» **WHAT THE EXERCISE ASKS**
What do the lines from the top of the data through the line with "Target: low-growing plant" say? Quote them exactly and include both ends.

(Saved entries)

+---+

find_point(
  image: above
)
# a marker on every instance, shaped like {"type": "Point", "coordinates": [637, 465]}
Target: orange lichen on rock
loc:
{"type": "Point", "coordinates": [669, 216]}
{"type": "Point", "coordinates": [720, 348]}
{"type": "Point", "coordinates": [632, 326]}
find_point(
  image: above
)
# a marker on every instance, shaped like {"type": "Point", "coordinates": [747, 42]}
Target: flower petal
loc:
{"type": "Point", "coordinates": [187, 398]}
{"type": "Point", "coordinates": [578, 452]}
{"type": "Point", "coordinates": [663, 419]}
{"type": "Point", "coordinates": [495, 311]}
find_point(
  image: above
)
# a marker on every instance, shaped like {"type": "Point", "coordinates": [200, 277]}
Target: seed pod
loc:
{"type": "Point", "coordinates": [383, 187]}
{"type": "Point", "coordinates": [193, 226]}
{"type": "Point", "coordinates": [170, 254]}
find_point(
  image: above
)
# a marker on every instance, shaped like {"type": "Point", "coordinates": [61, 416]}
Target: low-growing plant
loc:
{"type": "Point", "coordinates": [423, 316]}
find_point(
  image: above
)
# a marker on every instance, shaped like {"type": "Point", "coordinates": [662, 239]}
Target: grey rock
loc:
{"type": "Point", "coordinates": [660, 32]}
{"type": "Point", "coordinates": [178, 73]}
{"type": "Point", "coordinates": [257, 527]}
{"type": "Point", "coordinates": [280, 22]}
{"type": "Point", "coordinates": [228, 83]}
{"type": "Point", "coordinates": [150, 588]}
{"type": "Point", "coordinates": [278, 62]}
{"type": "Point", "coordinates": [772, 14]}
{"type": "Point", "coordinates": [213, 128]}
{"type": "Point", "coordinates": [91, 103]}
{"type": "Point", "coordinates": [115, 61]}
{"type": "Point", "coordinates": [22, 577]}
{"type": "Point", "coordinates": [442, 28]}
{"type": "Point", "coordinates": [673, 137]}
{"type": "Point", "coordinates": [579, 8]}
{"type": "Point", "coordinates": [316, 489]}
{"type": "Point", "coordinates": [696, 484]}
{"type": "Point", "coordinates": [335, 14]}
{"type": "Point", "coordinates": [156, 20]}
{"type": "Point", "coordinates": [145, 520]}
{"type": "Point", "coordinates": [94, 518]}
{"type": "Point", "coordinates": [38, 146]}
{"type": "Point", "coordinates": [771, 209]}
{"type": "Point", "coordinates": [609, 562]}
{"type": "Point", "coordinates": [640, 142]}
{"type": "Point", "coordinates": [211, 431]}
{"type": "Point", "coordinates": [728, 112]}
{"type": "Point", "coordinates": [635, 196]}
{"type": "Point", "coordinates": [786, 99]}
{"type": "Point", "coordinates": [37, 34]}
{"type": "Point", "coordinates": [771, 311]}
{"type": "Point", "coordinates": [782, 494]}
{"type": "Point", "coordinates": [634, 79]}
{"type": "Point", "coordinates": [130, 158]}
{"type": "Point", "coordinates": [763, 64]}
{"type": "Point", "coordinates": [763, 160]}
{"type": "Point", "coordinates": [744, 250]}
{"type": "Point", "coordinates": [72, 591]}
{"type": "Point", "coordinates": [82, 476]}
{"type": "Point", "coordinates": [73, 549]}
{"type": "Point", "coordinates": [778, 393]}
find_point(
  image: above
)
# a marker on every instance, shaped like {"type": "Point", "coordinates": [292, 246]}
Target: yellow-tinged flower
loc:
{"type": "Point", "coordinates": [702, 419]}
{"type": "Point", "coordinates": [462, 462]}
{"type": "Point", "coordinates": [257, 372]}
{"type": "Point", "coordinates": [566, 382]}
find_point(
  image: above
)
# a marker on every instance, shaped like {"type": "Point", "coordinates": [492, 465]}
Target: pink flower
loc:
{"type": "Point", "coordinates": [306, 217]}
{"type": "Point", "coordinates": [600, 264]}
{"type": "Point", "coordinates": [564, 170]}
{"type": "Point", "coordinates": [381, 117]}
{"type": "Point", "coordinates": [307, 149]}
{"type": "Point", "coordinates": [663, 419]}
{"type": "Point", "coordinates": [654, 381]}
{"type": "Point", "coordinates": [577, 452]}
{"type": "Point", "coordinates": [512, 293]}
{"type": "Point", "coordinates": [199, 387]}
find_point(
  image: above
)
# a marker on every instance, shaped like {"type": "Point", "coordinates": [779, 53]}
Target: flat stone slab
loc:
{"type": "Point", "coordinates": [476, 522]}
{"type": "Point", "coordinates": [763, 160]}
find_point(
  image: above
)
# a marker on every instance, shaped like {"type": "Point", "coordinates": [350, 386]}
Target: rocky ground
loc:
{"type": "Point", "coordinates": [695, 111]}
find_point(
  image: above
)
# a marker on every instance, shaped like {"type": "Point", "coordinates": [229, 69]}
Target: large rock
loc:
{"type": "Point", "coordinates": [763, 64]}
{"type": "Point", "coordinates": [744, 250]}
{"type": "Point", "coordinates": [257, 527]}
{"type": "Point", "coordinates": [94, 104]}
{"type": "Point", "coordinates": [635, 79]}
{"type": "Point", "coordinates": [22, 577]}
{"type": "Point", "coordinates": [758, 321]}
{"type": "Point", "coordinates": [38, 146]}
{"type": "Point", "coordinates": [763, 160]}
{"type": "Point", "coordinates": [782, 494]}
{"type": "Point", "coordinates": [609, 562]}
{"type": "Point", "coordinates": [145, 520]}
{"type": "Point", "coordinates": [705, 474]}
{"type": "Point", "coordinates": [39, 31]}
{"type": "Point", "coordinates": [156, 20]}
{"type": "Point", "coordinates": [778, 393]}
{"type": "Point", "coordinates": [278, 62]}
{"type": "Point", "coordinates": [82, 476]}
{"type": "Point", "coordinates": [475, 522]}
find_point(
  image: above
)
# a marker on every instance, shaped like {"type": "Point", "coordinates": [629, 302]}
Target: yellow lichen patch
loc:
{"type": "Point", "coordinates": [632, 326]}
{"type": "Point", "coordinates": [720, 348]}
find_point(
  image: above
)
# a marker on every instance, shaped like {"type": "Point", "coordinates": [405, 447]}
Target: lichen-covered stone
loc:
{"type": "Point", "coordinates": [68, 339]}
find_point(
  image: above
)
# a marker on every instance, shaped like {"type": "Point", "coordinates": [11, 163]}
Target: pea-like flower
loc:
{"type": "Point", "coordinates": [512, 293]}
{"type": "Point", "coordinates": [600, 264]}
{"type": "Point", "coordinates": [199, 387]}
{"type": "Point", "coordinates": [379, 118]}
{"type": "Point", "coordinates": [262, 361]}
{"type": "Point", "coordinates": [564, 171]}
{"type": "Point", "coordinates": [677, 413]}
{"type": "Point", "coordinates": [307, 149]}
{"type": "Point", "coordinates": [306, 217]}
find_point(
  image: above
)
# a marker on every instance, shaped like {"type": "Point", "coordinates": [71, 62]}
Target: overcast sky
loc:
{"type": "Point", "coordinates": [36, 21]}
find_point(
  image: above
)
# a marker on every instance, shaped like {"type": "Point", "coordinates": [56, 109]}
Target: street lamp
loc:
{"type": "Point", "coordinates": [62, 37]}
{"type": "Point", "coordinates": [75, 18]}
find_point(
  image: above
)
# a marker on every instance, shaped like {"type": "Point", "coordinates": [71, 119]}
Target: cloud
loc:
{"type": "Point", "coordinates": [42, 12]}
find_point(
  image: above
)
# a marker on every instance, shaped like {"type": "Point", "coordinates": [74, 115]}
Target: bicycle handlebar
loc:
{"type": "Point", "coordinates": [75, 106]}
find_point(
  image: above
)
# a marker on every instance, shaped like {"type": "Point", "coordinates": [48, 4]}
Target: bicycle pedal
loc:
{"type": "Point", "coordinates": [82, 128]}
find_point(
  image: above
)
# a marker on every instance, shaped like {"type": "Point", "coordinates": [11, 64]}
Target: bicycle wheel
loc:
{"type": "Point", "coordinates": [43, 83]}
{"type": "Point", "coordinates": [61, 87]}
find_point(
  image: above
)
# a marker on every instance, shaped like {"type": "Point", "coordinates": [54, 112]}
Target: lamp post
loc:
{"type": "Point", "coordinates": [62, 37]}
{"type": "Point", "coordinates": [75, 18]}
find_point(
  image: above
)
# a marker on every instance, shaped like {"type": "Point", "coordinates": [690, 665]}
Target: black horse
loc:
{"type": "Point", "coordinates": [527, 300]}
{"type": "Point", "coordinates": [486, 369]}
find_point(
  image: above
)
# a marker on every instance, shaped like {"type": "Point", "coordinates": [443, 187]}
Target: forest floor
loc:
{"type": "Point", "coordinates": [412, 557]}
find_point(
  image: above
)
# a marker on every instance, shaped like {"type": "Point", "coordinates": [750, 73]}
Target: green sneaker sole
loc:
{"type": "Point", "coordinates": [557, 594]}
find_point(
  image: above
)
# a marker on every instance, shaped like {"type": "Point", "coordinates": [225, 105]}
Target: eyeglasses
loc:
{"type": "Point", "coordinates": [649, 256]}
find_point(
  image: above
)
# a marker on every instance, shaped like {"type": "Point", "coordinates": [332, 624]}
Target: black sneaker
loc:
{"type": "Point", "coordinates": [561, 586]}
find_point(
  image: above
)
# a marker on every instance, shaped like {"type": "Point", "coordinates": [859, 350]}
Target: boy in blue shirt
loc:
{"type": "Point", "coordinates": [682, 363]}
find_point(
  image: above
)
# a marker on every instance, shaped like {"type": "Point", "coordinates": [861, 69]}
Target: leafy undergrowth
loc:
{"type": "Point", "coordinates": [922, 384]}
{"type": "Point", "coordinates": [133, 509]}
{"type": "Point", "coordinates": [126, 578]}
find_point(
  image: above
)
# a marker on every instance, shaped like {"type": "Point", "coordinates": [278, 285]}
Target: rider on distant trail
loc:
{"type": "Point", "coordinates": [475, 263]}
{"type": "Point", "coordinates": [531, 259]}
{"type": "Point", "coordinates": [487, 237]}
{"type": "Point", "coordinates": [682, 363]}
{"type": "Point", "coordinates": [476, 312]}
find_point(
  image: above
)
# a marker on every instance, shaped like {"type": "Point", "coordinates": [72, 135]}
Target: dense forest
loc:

+---+

» **FINAL ANSWER**
find_point(
  image: above
)
# a marker on every instance, shaped like {"type": "Point", "coordinates": [637, 465]}
Target: orange lichen on rock
loc:
{"type": "Point", "coordinates": [669, 216]}
{"type": "Point", "coordinates": [720, 348]}
{"type": "Point", "coordinates": [632, 326]}
find_point(
  image: above
)
# a marker on every instance, shaped like {"type": "Point", "coordinates": [747, 42]}
Target: flower petal
loc:
{"type": "Point", "coordinates": [187, 398]}
{"type": "Point", "coordinates": [578, 452]}
{"type": "Point", "coordinates": [663, 419]}
{"type": "Point", "coordinates": [495, 311]}
find_point(
  image: above
)
# a marker on every instance, shaped like {"type": "Point", "coordinates": [200, 277]}
Target: seed pod
loc:
{"type": "Point", "coordinates": [383, 187]}
{"type": "Point", "coordinates": [193, 226]}
{"type": "Point", "coordinates": [170, 254]}
find_point(
  image: above
)
# a marker on every instance, shaped like {"type": "Point", "coordinates": [61, 416]}
Target: low-growing plant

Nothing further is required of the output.